== TASK OBJECTIVE ==
Reproduce only this part of the listing: the line with "Thank you for the photo above. Could you indicate the upper", plus every line after it through the last.

== DATA FOR THIS TASK ==

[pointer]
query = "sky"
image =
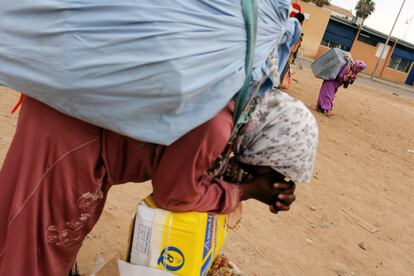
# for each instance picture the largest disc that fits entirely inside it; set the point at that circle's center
(384, 16)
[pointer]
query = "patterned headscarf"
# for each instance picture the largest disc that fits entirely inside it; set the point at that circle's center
(358, 64)
(283, 134)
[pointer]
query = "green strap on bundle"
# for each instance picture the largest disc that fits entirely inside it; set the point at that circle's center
(250, 19)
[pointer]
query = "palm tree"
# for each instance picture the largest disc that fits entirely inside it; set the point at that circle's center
(364, 8)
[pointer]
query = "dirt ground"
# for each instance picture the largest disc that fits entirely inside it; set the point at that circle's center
(354, 218)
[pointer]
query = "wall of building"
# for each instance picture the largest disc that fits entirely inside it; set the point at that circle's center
(366, 52)
(394, 75)
(313, 28)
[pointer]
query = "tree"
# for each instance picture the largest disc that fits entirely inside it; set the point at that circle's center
(364, 8)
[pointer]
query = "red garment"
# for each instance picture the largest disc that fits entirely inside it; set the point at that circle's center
(58, 170)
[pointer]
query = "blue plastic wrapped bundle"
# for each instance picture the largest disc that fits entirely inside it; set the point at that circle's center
(328, 65)
(149, 69)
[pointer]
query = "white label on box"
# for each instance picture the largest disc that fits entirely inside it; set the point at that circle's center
(143, 239)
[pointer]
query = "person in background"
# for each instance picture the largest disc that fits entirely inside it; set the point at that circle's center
(347, 75)
(297, 46)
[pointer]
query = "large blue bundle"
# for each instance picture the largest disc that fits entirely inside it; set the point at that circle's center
(148, 69)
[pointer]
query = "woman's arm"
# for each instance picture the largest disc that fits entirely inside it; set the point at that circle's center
(179, 180)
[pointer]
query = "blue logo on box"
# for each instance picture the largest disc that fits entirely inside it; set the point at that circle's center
(171, 258)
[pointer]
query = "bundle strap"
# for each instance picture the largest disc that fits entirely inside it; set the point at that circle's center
(249, 8)
(244, 98)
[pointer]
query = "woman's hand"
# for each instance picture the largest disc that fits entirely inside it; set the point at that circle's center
(279, 195)
(285, 196)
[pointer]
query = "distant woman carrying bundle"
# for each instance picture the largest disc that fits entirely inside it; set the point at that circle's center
(347, 76)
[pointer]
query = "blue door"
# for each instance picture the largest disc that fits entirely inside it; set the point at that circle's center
(410, 79)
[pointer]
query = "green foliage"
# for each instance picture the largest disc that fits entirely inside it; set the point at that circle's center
(365, 8)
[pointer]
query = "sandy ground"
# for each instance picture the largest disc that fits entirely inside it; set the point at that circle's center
(363, 183)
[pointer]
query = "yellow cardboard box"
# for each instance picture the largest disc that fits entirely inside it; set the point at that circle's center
(181, 243)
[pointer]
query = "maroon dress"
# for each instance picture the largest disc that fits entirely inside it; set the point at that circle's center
(58, 171)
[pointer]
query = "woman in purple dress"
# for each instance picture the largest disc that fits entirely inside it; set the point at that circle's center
(347, 75)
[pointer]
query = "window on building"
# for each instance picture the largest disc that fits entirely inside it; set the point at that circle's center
(331, 44)
(399, 63)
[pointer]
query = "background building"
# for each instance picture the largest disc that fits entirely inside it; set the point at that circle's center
(330, 27)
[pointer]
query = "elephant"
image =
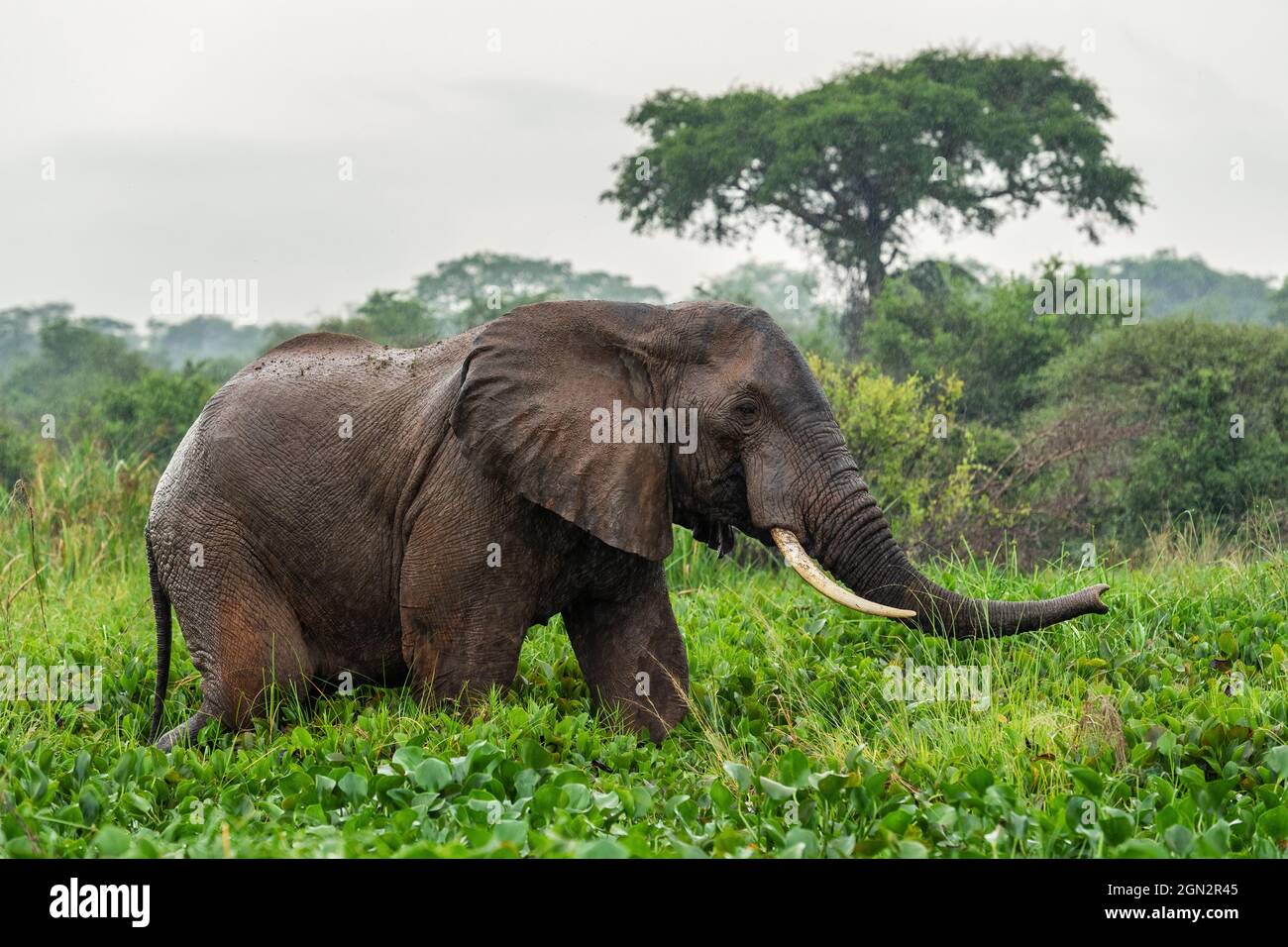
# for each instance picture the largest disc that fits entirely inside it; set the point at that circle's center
(343, 510)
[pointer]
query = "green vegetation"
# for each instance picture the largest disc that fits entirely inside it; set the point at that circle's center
(1157, 731)
(952, 138)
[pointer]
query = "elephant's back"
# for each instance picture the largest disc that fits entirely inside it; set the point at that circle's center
(301, 462)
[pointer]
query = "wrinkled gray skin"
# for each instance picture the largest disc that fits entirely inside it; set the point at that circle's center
(295, 554)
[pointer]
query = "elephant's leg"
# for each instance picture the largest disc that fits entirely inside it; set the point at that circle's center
(245, 642)
(632, 655)
(462, 659)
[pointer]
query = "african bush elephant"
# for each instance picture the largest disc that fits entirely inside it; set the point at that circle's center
(391, 514)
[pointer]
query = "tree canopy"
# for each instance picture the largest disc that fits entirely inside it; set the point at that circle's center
(956, 138)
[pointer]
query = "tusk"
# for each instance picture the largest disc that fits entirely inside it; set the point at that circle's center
(810, 571)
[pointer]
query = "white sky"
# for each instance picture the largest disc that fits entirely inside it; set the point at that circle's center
(223, 163)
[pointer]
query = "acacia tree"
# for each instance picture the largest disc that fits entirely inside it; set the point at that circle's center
(958, 140)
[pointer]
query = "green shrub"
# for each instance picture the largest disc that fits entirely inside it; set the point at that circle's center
(919, 464)
(16, 457)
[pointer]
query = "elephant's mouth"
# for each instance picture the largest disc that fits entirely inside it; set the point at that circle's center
(715, 523)
(715, 532)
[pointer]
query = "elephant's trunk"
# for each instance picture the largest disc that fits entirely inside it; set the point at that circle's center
(851, 539)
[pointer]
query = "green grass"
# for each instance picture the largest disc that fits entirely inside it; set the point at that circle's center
(1157, 729)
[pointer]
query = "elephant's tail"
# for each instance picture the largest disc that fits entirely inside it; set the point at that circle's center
(165, 631)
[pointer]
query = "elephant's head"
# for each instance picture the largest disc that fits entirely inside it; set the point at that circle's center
(548, 405)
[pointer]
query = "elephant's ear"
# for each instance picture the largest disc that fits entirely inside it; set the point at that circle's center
(531, 390)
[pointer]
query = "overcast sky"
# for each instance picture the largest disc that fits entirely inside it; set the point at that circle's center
(223, 162)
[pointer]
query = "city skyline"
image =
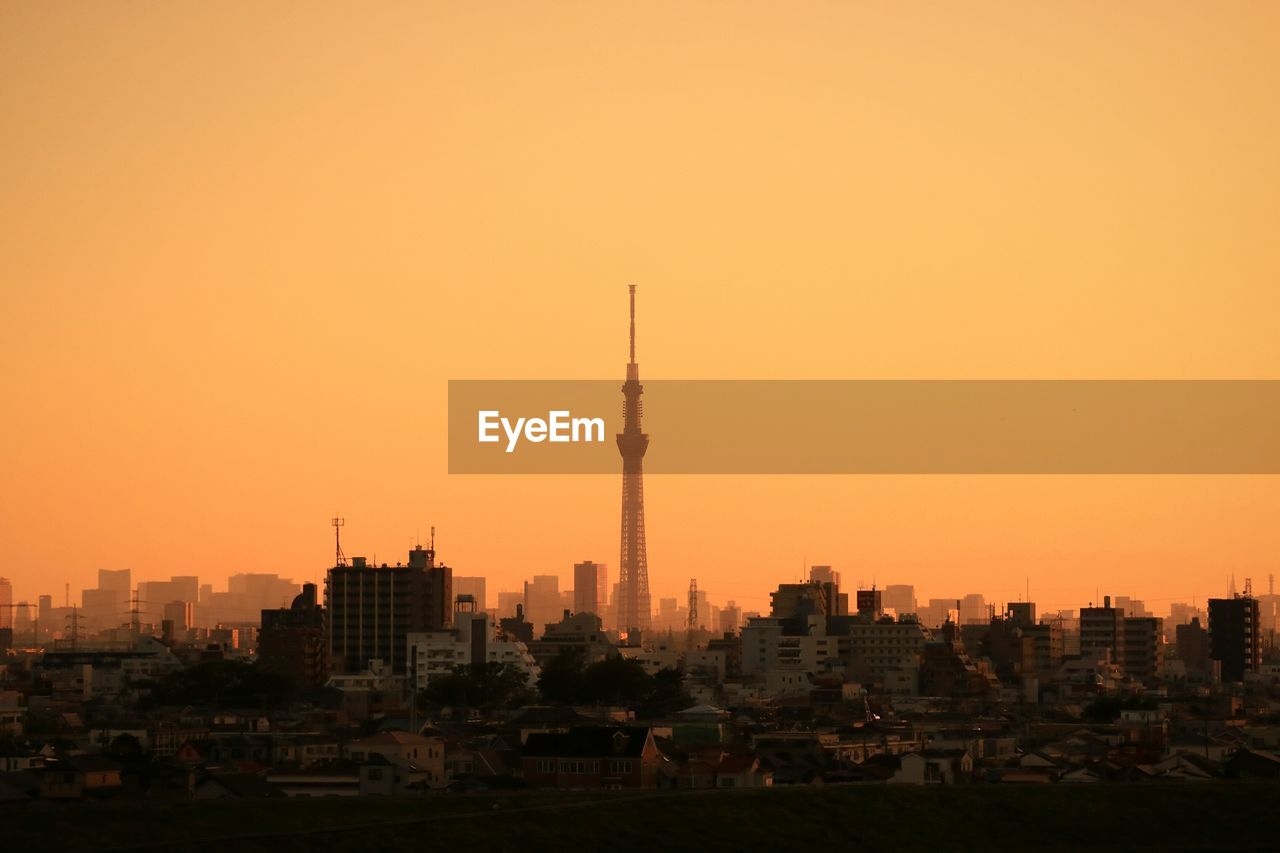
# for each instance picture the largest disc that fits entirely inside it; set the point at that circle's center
(216, 368)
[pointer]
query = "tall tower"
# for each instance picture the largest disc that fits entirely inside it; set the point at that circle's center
(634, 609)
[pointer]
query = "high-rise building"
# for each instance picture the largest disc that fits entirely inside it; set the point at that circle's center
(474, 587)
(1192, 644)
(634, 607)
(900, 598)
(731, 619)
(118, 579)
(871, 602)
(373, 609)
(1102, 633)
(1234, 635)
(823, 575)
(1022, 612)
(292, 639)
(543, 602)
(5, 600)
(508, 602)
(590, 587)
(1143, 653)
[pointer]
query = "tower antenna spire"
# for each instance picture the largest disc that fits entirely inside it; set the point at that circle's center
(632, 288)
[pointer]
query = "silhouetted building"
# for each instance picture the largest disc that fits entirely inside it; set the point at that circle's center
(292, 639)
(592, 758)
(871, 602)
(373, 609)
(1234, 635)
(543, 601)
(1192, 642)
(1143, 651)
(1022, 614)
(900, 598)
(590, 588)
(1102, 633)
(474, 587)
(517, 628)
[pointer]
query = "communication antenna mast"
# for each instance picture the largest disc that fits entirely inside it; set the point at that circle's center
(693, 607)
(338, 557)
(73, 620)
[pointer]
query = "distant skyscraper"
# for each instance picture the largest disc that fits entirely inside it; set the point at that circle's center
(634, 607)
(118, 579)
(590, 587)
(474, 587)
(543, 603)
(823, 575)
(5, 600)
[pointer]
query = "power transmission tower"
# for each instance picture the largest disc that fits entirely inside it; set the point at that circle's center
(693, 611)
(338, 559)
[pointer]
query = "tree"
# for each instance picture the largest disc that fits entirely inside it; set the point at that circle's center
(562, 679)
(480, 685)
(616, 680)
(223, 684)
(668, 696)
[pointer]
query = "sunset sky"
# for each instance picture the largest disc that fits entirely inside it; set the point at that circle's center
(243, 247)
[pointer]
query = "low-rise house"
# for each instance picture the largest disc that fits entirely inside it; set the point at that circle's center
(593, 757)
(419, 761)
(77, 776)
(935, 767)
(333, 779)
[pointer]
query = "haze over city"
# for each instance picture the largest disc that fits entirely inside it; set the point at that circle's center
(233, 300)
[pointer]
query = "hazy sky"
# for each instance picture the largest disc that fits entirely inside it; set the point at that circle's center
(243, 246)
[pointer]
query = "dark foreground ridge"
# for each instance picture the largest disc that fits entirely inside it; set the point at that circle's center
(1098, 816)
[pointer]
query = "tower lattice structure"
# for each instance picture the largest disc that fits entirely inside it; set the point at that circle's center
(634, 607)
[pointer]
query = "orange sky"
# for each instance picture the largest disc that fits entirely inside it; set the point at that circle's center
(243, 246)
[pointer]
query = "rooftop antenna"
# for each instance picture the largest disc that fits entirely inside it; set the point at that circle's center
(338, 557)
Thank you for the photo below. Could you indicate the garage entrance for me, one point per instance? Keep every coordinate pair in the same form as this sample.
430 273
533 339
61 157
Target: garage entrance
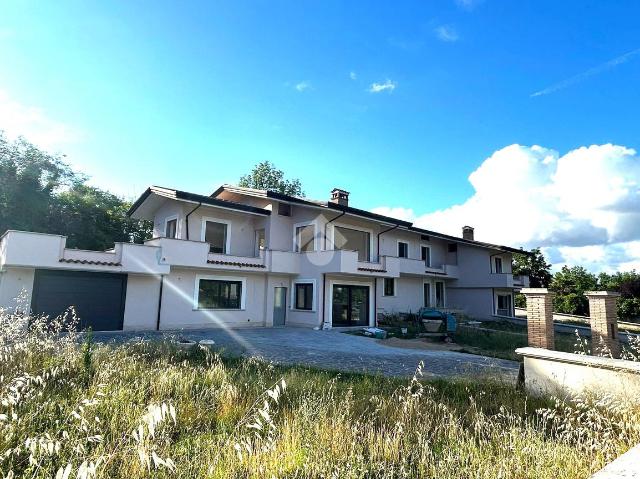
97 297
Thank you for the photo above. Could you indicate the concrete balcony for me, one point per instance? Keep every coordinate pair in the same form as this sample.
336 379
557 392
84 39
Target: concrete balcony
417 267
45 251
521 281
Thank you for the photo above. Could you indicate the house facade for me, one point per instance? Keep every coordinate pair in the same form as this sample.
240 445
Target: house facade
243 258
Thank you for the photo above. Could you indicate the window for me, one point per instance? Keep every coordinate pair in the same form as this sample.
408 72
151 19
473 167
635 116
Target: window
305 238
354 240
504 305
303 296
439 294
219 294
215 233
425 255
284 209
171 228
389 287
261 242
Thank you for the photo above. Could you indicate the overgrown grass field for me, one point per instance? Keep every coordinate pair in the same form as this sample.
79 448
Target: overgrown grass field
148 409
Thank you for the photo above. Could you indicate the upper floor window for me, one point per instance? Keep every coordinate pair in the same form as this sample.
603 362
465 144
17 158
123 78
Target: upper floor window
305 238
354 240
171 228
425 255
217 235
389 287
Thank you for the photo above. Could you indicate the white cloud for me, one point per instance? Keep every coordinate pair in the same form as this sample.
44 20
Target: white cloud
302 86
446 33
582 207
588 73
468 4
387 85
18 119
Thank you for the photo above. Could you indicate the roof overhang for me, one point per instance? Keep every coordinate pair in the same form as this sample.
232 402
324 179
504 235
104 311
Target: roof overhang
154 196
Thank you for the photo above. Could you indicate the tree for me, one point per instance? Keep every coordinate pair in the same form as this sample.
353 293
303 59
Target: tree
265 176
570 284
535 266
39 192
628 285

== RESULT BELOW ==
Thank you for the photo above. Could you indicate the upper floor window for me, one point per instance? Keep every coordinate pair in the same form as this sample.
603 362
465 144
17 158
123 78
Target: upper floor window
305 238
354 240
171 228
425 255
217 235
389 287
Thank you for the photo above. Could you indicate the white cloud for me, one point per instance? Keep every coordinate pair in the same form as this sample.
44 20
Target: white cloud
302 86
446 33
582 207
588 73
468 4
387 85
18 119
Thank you for the photo above. Could you indicate the roof overhang for me, one point per instance? Keep every coordinate pair in the same form as this sample.
232 402
324 179
504 235
104 311
Target: roof overhang
154 196
Thank you for the photo above. Could you indicate the tree for me, one point per instance? Keep every coordinate pair in the same form as this sample.
353 293
303 59
Target: tree
265 176
570 284
535 266
39 192
628 285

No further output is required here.